§ Exercise prompt:
Reproduce every line of the items below verbatim, leaving out the pictures.

## begin

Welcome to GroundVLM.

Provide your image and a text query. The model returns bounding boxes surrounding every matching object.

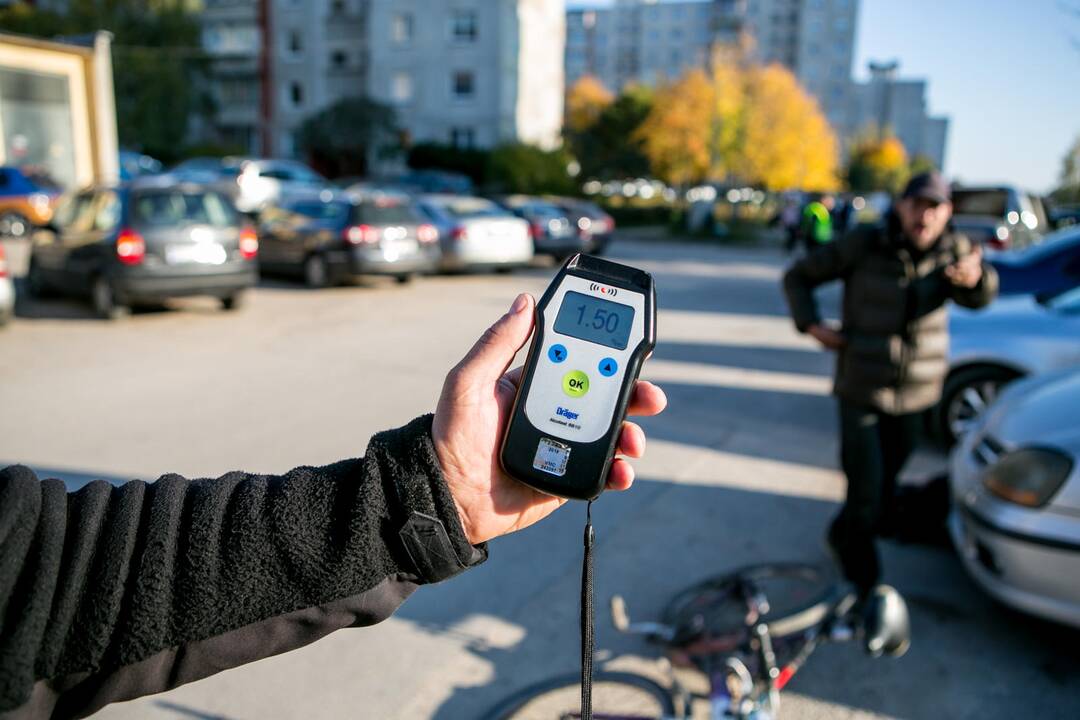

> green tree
[0,0,214,163]
[487,142,576,194]
[296,97,401,177]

## end

§ Problem solution:
Welcome to GroundVLM.

Provide your image and a text query. The model returns bounding boxes surrounding every matching object.


> green tree
[0,0,214,163]
[487,142,576,194]
[296,97,401,177]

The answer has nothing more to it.